__Supplied material__.

********************

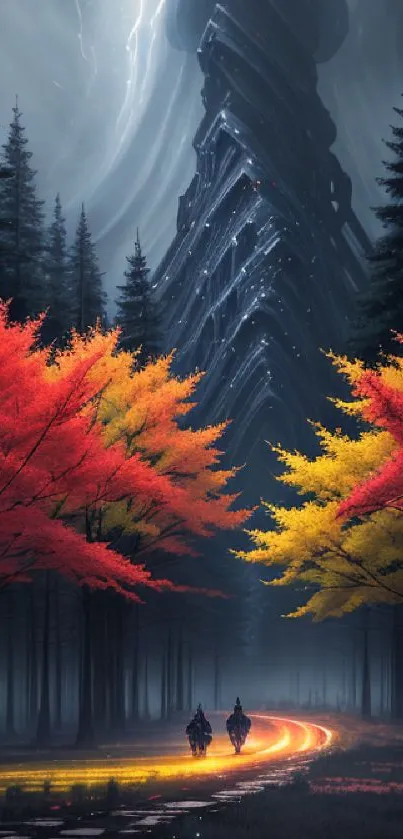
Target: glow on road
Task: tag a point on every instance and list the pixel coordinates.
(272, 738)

********************

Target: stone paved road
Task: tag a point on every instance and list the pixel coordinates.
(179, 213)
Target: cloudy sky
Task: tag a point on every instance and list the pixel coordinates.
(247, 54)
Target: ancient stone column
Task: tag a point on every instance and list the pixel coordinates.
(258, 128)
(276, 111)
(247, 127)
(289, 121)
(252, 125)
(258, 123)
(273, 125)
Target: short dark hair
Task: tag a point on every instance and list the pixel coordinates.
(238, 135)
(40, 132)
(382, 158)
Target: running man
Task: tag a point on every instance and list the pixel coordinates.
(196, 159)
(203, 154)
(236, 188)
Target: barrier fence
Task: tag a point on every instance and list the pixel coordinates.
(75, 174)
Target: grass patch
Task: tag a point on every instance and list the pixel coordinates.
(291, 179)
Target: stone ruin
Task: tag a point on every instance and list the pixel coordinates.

********************

Which lines in the listing contain the word "stone"? Return each of those lines.

__Result below__.
Target: stone paved road
Target: ancient stone column
Target: stone ruin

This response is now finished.